Given passage
There is also the contrast between the heaviness of bronze and marble and the fragility of the hold of these forms on their earth.
Their demands are not onerous either on us or on their environment.
You could pass them by, waving a hand. Thread your way between them and not feel their weight pushing you down.
This is not so with Giacommeti‘s works: so dour, so poignantly solitary, so intense, so absorbtive of energy as black holes are of light, that you stop and look at them. You are stopped until you have fully looked at them.
Farcas’ figures: arched backs so that the sky can be seen in the curve; hands and legs extended to the fullest; hands with fingers splayed open so that air circulates and the bronze palms glint with invitation;
many figures are stepping off into the world; small leaps into an unknown. Some are in athletic pose ready for a high jump, a sprint, the throwing of a discus, the reach for a kiss;
bodies whose piece parts, even if reorganized and reordered are cradled with the greatest tenderness to restore to the body the possibility of a healing, a wholeness.
Fingers touching with tenderness only.
Giacometti abolished the volume of traditional sculpture. Farcas has followed suit.
But Farcas’ figures have restored a certain sense of that volume in two ways.
First with the height of his figures. Giacometti eschewed height. His forms were small and grew smaller over the course of his life.
Secondly, with the sensuality of Farcas’ figures’ gestures: expansive, sometimes circular gestures of their heads, torsos, arms, legs, hands, fingers.
Expanding with sinuous and vaulting longing towards their own coherent wholeness; towards others, towards the sky; the earth.

What is expected
Extend the passage comparing Farcas' sculptures with Giacometti's, starting right after its final sentence.

Information given
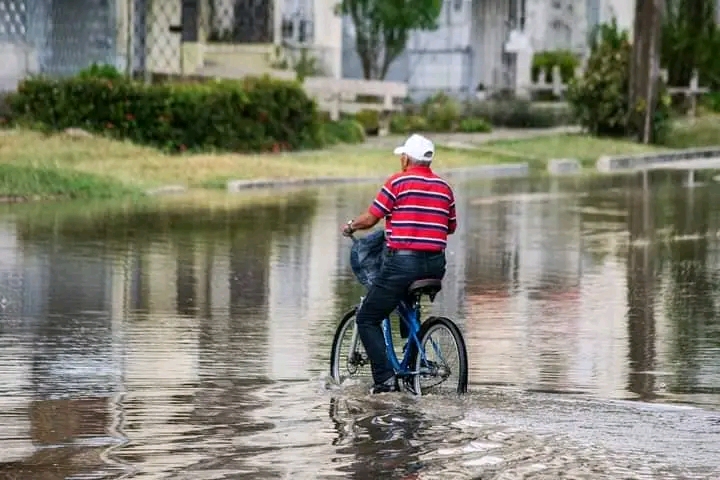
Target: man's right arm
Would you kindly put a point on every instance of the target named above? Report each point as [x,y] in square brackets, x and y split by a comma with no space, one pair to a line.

--

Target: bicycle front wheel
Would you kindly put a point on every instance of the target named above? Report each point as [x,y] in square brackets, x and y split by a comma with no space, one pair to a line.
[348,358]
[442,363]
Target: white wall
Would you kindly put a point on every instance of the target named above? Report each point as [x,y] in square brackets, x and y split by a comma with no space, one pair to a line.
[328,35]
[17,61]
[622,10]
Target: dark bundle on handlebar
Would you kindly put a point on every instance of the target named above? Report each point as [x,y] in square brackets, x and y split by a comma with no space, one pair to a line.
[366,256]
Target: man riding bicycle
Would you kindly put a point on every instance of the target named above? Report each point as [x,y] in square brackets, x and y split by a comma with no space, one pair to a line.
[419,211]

* * *

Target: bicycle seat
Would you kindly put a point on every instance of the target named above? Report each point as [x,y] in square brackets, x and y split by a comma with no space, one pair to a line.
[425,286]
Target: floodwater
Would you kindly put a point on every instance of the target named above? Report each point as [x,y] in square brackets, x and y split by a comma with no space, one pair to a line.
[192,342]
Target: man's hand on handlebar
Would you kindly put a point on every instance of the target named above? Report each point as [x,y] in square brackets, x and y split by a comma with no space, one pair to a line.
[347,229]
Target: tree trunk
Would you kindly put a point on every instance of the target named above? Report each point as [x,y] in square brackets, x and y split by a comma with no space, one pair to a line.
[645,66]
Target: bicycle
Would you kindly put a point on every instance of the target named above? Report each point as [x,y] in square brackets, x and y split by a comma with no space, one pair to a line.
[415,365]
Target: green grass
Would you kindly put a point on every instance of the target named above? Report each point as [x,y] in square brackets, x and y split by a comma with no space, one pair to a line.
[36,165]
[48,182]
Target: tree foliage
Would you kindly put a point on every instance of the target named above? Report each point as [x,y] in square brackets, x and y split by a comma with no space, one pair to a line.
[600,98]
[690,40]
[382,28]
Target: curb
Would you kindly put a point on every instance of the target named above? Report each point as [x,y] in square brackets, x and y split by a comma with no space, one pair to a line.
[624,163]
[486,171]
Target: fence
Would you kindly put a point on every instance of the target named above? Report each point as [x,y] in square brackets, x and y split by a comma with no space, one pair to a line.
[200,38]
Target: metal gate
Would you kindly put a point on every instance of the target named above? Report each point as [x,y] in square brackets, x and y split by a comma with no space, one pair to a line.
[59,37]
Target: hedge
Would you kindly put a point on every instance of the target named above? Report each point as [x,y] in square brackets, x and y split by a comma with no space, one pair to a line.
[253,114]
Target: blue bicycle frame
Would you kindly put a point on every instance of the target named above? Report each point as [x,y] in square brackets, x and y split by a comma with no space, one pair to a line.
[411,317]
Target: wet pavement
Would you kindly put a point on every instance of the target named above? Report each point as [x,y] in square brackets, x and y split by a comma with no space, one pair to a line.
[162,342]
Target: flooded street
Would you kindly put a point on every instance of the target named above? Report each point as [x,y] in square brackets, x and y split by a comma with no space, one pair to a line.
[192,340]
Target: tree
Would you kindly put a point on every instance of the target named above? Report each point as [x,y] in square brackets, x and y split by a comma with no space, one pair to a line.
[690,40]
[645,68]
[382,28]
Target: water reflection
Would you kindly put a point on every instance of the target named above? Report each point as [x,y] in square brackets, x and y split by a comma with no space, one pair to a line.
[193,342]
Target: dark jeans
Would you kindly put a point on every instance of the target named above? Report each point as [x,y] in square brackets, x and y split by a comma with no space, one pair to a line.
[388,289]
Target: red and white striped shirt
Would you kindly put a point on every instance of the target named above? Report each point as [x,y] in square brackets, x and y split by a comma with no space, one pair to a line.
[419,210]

Result of this exercise
These figures are very heavy because they are of bronze and some incorporate marble plinths; and some sculptural wooden stands also.
And this is a contrast with the balletic lightness of their movements.
You don’t have the urge to touch a Giacometti, even if you could. Giacometti’s figures are to be contemplated. If you have the spiritual aptitude, you can accompany his figures, making sure to make no sound, demanding nothing.
You want to touch Farcas’ figures: move your fingers over their flat surfaces. Tickle your brain with the ridges and valleys and little mountain ranges left by the process of manufacture.
Some of these figures you want to cradle. In the curved embrace of others, you want to come to rest as in safe harbour.
On the flat surfaces of some sculptures, you would like to sit; and interlace your fingers with those of a big hand, glinting bronze!
To yet others, you would like to offer a gift, a consolation even. And accept a warning from yet others.
Here is a sculptor whose work expresses our limitations and our flexibility in the context of the human condition.
The human condition being a phrase to encompass our whole environment: natural and man-made, external to us and internal.
The artist’s signature
I appreciate also the artist’s decision to concentrate on his work. Not to spend the time doing the many things he would need to do to display it publicly and to sell it.
Even if I would like as many people as possible to be in the physical presence of this work, I have much admiration for the artist’s decision to focus on his work.
A view of part of the artist’s garden
The artist’s sculptures, preparatory drawings, moulds, completed drawings surround him in his home, studio, gallery and garden. As do the tools of his work.
The artist is in conversation all the time with his creations and their history.
And he has chosen to have them accompany him: to live and work with them in as unencumbered a manner as he can.
The artist’s large hands
The artist’s people, along with the record of their manufacture as it has evolved over time, is a record of what one man has done, against the odds, to struggle against the Fascisms – now rising again in our world – and against paralysis of body and narrowness of spirit.
To our accommodation to the vicissitudes of all of our lives. With tenacity, flexibility, stretching experimentation, and grace.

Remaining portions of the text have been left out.